◆ PROBLEM TO WORK ON ◆
The expected output is the line with "y=827, one point per instance." followed by every remaining line of the entries, all repeated exactly.

◆ SUPPLIED MATERIAL ◆
---+---

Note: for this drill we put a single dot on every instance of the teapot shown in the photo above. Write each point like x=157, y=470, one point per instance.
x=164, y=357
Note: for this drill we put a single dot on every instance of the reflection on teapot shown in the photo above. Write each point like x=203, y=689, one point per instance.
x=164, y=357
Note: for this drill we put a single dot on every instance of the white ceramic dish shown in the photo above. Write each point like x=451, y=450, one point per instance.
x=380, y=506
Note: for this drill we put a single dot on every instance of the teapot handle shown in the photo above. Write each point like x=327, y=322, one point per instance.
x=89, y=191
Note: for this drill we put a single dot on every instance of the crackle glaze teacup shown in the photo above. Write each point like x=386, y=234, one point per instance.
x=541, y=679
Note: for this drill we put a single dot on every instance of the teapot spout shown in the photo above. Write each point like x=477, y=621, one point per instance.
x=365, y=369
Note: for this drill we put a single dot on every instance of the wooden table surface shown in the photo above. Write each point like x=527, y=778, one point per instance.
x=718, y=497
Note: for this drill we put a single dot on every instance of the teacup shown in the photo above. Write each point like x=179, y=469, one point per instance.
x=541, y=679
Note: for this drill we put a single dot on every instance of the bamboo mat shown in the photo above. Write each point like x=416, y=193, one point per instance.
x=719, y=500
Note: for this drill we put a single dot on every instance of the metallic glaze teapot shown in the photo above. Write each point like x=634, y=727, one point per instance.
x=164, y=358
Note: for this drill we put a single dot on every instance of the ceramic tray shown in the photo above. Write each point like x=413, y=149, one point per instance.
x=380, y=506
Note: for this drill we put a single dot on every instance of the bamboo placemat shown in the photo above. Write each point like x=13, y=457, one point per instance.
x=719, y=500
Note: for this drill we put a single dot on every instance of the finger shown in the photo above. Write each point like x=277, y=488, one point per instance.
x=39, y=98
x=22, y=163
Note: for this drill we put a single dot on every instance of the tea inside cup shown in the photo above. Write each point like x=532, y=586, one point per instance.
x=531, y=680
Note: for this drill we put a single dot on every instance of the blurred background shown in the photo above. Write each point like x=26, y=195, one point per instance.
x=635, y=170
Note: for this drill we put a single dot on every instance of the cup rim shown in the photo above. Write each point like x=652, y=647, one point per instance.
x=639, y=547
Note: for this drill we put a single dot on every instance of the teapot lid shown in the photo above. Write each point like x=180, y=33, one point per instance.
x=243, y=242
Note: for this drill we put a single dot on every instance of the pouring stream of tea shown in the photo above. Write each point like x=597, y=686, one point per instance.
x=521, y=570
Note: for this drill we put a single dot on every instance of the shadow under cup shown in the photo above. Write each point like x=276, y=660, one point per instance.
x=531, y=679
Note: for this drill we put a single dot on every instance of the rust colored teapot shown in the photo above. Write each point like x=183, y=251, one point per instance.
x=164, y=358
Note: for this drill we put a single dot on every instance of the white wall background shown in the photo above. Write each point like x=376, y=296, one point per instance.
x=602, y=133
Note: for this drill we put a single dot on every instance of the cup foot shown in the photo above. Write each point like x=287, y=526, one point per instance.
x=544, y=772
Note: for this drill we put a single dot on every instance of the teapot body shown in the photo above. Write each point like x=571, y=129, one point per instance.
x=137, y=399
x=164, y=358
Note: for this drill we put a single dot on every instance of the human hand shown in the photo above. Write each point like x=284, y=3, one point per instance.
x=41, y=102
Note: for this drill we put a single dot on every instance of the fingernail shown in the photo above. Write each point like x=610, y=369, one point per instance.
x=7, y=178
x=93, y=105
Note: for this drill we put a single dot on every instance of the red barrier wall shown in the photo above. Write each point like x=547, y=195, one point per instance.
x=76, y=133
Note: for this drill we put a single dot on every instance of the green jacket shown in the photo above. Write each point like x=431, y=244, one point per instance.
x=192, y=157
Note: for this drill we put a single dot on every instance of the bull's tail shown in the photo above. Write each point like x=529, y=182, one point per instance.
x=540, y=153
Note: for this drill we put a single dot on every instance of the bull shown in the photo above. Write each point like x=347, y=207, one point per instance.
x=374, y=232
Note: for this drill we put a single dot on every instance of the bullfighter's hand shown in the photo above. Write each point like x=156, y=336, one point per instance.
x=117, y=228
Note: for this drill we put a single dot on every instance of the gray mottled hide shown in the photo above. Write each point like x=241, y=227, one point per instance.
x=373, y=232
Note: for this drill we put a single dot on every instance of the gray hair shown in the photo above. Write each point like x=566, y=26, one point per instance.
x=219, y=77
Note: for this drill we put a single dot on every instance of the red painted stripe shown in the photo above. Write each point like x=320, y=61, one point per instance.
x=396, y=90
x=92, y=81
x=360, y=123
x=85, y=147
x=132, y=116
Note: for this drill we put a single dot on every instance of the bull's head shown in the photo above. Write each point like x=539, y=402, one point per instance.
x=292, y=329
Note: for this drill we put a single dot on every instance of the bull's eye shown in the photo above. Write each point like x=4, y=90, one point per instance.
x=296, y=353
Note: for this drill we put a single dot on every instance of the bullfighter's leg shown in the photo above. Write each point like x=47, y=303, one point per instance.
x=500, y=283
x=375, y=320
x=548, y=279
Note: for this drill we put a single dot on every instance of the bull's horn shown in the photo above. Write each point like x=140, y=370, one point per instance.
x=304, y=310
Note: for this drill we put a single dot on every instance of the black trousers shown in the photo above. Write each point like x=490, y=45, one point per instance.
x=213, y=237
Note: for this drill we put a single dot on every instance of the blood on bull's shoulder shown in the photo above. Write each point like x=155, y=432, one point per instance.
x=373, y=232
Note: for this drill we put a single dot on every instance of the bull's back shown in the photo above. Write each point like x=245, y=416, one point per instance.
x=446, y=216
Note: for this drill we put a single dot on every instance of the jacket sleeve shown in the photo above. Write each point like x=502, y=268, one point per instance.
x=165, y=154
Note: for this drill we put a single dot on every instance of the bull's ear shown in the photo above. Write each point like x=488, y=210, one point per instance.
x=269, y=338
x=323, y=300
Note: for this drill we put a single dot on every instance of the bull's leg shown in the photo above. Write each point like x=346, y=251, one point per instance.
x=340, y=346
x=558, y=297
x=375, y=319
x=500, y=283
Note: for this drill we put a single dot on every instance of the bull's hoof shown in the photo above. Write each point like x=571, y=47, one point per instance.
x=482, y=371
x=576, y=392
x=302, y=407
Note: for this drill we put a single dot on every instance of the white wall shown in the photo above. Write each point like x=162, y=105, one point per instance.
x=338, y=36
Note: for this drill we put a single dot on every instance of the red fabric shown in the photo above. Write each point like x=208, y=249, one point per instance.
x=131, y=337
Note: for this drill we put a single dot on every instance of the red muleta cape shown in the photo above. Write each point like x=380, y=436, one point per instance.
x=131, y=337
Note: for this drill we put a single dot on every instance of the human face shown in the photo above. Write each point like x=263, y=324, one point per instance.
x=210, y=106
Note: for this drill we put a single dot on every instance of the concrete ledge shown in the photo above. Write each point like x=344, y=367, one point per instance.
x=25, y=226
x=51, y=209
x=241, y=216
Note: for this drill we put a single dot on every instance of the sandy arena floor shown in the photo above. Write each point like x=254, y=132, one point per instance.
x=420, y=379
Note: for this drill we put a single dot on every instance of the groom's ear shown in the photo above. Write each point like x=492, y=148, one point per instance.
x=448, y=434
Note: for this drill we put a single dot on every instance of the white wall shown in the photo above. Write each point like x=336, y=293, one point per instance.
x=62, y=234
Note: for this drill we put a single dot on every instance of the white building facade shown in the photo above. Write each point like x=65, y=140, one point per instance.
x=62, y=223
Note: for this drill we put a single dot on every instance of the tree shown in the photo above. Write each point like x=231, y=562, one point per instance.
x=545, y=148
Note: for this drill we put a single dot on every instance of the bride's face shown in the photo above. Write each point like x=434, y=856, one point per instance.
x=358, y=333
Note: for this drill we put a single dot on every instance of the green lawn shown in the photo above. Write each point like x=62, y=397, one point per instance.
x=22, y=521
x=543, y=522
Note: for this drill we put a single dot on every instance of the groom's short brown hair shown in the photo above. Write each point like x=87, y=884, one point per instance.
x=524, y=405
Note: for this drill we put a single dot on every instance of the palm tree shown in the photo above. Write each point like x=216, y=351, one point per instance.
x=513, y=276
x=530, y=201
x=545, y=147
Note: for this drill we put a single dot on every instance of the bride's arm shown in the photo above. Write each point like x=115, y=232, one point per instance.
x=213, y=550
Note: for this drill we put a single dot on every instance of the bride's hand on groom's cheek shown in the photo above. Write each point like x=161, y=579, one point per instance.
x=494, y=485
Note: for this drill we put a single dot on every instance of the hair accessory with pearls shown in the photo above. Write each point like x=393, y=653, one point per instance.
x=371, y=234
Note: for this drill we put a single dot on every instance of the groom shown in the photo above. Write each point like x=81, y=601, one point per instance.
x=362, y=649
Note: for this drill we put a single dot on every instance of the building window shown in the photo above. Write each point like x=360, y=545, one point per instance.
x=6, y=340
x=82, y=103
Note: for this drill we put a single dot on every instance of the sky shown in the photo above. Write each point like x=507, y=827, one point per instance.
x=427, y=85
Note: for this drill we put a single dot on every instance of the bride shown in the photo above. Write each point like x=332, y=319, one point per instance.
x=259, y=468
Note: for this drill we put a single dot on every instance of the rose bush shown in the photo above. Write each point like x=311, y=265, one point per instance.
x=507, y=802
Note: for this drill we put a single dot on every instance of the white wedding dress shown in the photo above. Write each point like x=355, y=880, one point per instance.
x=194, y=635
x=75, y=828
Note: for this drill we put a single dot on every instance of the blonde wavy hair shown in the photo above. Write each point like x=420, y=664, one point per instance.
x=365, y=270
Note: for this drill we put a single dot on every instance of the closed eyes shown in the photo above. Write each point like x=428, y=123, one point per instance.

---+---

◆ OUTPUT FOR THIS TASK ◆
Note: for this drill we put a single dot on every instance of the sky shown in the photo above. Write each point like x=507, y=827, one point per instance.
x=427, y=85
Note: for this drill we put a single dot on every instance of the bride shown in the photo above. Write each point like x=332, y=319, one point per instance.
x=259, y=468
Note: for this drill we put a single dot on every instance of the rose bush shown in the photo above. Write each point like x=311, y=265, one point per instance.
x=507, y=802
Note: for this drill we put a single dot on every instance of the white wedding dress shown in the photo above. Write each point like x=355, y=880, one point per instance.
x=194, y=635
x=75, y=828
Note: for this drill we put a single dot on every instance of the blonde wavy hair shown in the photo above. Write each point like x=420, y=664, one point per instance.
x=365, y=270
Note: for this drill we put a single dot on every instance of the closed eyes shown in the photo above. Write each point like x=428, y=123, one point per instance.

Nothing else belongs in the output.